> _WHAT YOU SHOULD DO_: Copy out the material exactly, from the line containing "Where can the rocky mountain" through the final line, with both ends included.

> _SOURCE RECORDS_:
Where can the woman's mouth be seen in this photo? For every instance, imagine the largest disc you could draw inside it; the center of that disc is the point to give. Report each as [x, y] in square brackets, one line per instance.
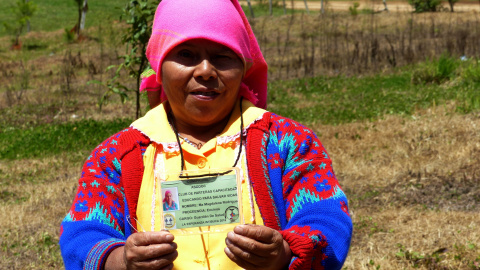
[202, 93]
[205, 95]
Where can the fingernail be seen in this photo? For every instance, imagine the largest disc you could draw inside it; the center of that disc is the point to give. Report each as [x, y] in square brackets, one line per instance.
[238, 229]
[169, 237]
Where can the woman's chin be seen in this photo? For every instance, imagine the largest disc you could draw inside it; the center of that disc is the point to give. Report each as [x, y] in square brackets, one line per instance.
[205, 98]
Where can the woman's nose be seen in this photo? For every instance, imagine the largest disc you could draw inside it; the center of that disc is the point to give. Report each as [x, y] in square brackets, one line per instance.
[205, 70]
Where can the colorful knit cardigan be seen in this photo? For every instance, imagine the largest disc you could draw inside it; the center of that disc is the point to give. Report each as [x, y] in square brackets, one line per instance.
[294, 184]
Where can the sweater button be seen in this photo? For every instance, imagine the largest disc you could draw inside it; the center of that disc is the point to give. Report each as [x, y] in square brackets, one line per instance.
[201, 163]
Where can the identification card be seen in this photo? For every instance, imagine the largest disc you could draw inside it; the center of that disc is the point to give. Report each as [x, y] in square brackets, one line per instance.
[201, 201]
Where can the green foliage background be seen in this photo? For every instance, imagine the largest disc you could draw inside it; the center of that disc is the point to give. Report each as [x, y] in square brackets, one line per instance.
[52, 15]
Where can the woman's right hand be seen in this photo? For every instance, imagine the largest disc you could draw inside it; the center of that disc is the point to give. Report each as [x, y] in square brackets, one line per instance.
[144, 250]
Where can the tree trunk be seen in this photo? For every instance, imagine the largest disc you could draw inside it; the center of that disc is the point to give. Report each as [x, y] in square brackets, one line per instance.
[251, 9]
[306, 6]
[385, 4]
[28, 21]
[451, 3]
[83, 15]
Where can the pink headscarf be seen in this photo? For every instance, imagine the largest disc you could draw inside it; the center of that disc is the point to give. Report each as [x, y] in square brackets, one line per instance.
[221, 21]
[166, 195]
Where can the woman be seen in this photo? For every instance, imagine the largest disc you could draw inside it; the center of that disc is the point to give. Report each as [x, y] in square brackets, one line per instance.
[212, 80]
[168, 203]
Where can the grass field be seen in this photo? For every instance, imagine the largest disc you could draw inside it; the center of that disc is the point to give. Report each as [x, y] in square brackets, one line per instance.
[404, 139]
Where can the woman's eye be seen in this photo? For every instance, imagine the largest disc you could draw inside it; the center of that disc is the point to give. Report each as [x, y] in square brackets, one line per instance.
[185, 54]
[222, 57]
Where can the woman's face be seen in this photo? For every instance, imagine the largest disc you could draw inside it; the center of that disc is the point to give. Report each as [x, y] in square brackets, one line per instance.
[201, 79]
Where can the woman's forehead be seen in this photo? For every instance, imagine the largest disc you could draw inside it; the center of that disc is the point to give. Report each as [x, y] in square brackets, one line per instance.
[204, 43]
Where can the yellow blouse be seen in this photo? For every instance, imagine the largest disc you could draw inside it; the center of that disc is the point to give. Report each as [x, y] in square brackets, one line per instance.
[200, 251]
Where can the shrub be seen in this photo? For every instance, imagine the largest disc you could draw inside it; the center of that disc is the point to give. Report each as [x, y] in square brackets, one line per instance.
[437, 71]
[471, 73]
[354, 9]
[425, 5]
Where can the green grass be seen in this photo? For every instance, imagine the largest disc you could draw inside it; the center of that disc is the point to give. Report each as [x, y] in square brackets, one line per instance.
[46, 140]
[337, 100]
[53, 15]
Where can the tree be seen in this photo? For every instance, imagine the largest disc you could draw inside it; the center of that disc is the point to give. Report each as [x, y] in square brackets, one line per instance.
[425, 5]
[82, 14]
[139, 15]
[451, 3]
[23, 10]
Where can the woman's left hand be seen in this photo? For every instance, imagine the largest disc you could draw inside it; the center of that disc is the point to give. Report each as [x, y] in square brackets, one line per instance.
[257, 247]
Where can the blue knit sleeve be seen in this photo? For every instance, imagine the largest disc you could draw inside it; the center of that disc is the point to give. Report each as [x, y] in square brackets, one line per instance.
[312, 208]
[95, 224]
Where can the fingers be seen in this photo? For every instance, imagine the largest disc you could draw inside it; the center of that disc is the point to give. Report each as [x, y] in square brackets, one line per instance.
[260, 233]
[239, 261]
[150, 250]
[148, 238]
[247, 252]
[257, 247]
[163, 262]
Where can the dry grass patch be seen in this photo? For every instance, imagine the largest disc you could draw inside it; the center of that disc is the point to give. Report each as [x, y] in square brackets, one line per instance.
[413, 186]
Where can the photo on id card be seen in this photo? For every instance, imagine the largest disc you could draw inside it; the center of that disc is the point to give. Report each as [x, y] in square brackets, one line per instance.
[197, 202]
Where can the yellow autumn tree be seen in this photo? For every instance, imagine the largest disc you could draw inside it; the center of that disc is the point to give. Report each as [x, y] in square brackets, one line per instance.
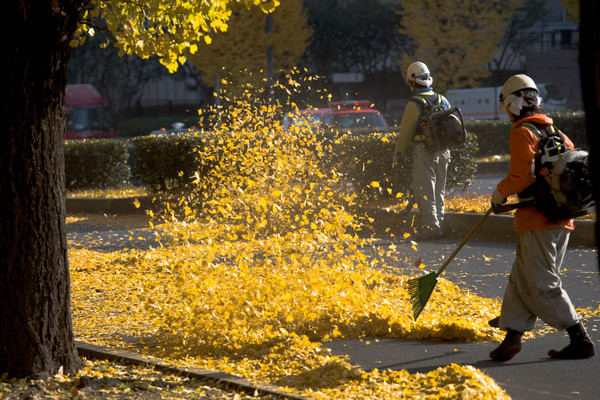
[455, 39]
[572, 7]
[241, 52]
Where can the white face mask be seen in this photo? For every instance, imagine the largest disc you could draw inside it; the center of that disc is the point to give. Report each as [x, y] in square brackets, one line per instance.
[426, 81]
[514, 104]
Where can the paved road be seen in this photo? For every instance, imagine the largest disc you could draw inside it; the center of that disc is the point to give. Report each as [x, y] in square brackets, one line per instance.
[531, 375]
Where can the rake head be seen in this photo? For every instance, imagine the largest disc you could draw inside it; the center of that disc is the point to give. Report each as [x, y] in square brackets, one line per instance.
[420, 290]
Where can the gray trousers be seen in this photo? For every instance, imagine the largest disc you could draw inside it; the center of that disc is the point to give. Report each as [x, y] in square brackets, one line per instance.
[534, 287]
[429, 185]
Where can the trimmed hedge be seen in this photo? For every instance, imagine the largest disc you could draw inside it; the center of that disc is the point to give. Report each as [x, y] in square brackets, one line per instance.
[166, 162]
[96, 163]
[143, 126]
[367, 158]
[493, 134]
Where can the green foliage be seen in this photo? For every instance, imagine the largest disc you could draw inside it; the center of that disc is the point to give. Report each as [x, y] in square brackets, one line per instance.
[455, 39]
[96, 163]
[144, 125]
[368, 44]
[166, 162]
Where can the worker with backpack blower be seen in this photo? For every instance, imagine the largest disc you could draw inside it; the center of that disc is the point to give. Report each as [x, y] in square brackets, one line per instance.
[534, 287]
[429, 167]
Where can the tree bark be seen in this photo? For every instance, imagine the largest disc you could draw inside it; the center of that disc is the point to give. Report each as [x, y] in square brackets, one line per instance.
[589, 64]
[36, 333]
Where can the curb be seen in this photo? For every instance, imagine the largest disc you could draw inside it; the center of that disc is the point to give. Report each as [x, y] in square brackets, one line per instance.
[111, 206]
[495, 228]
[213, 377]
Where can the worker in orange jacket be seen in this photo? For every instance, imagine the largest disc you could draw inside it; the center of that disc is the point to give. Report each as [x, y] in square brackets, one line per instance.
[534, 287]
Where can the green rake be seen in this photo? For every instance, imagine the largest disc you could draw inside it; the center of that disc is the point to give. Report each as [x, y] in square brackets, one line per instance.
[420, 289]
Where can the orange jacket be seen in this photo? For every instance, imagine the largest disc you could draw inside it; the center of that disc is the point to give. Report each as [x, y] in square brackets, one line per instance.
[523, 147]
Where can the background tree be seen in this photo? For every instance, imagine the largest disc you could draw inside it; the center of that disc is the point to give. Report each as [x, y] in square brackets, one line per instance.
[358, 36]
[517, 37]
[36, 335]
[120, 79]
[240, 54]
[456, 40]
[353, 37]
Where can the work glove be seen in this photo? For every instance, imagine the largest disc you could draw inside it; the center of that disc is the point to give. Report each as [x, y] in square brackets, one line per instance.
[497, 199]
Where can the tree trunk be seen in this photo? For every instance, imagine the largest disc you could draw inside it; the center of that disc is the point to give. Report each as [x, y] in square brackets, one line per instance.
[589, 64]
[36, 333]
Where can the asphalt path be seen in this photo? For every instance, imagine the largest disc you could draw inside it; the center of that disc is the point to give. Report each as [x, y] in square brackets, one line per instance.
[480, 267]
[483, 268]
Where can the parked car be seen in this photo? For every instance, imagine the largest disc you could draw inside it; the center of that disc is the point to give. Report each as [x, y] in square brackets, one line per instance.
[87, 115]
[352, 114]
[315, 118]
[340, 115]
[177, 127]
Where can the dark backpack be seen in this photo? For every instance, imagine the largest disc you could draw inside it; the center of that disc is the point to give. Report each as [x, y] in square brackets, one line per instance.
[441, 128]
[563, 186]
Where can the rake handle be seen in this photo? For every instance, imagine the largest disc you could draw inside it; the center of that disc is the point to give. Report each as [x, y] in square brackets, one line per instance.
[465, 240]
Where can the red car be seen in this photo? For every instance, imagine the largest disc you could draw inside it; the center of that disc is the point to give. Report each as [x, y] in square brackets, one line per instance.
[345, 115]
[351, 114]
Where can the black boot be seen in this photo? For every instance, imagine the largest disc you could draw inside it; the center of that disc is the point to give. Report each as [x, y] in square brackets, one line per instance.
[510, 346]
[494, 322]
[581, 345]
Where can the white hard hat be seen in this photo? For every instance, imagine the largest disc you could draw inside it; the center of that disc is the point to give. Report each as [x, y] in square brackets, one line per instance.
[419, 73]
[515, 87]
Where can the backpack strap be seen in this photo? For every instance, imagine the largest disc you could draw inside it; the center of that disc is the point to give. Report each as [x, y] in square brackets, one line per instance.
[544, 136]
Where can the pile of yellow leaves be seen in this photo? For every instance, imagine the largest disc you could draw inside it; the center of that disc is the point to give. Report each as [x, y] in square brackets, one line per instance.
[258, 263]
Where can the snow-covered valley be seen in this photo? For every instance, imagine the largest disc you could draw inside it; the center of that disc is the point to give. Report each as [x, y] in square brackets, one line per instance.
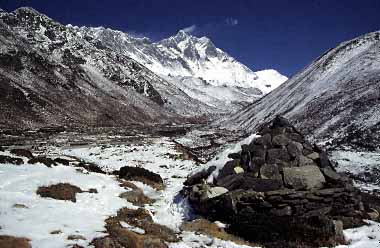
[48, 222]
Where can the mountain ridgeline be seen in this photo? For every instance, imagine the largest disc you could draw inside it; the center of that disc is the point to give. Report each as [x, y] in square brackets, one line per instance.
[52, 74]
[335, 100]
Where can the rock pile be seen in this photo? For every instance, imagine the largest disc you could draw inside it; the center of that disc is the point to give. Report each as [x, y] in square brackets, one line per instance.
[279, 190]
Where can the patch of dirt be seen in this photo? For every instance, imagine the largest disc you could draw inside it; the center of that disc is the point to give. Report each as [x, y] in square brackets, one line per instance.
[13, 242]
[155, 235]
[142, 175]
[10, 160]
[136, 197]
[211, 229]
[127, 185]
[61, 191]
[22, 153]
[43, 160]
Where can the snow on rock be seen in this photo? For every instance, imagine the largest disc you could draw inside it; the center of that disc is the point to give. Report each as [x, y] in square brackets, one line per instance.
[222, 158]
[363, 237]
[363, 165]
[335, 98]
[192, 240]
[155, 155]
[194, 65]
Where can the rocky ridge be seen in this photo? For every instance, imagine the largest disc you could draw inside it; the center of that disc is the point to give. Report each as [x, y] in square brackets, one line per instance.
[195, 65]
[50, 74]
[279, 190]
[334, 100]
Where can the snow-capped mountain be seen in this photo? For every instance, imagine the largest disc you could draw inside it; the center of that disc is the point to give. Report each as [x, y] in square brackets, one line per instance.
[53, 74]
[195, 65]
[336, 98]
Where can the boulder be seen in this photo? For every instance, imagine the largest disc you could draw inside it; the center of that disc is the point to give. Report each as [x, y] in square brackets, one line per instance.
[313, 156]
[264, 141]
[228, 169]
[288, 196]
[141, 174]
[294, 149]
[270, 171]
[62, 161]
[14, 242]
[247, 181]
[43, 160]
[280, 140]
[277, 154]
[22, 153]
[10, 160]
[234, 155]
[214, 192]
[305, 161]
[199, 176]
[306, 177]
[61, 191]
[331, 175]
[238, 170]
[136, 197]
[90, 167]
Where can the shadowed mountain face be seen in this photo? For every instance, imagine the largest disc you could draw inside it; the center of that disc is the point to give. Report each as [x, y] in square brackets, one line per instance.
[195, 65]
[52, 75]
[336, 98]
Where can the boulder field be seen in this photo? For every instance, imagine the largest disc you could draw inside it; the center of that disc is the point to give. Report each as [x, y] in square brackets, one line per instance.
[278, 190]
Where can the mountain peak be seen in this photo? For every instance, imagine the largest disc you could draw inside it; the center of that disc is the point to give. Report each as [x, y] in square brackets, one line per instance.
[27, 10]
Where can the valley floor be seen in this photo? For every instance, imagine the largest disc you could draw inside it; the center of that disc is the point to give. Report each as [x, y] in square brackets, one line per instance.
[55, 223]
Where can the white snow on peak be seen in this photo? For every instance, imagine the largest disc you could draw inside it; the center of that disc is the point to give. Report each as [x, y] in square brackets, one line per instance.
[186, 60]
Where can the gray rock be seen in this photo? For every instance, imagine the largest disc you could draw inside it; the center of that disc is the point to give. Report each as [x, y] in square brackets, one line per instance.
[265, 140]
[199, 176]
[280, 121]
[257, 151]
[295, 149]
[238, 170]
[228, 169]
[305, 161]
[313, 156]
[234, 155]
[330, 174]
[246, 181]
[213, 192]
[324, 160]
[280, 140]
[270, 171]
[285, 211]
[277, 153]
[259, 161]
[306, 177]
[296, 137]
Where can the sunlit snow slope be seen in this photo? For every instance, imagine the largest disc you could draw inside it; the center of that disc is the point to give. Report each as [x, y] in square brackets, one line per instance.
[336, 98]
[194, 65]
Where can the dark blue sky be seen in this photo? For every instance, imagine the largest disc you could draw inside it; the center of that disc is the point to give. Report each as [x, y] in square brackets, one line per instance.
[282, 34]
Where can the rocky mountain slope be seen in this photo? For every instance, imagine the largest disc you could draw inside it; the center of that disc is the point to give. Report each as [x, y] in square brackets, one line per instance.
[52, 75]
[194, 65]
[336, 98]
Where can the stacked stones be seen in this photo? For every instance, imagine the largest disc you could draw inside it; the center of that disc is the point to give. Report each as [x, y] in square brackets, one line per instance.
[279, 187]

> _SOLUTION_:
Where can the rocky mountain slope be seen in this photo? For every instance, imagine the largest disc you could draw inside it; the center of that disc is the point to give. Report each as [x, y] in square brackets, one line per instance.
[52, 75]
[194, 65]
[336, 98]
Where can the stacked stones be seen in this photo? For every instance, imagine the largest disc you could draw inside it; the center of that disc is the point to give. Report each as [x, y] in square brackets, one line per instance.
[279, 187]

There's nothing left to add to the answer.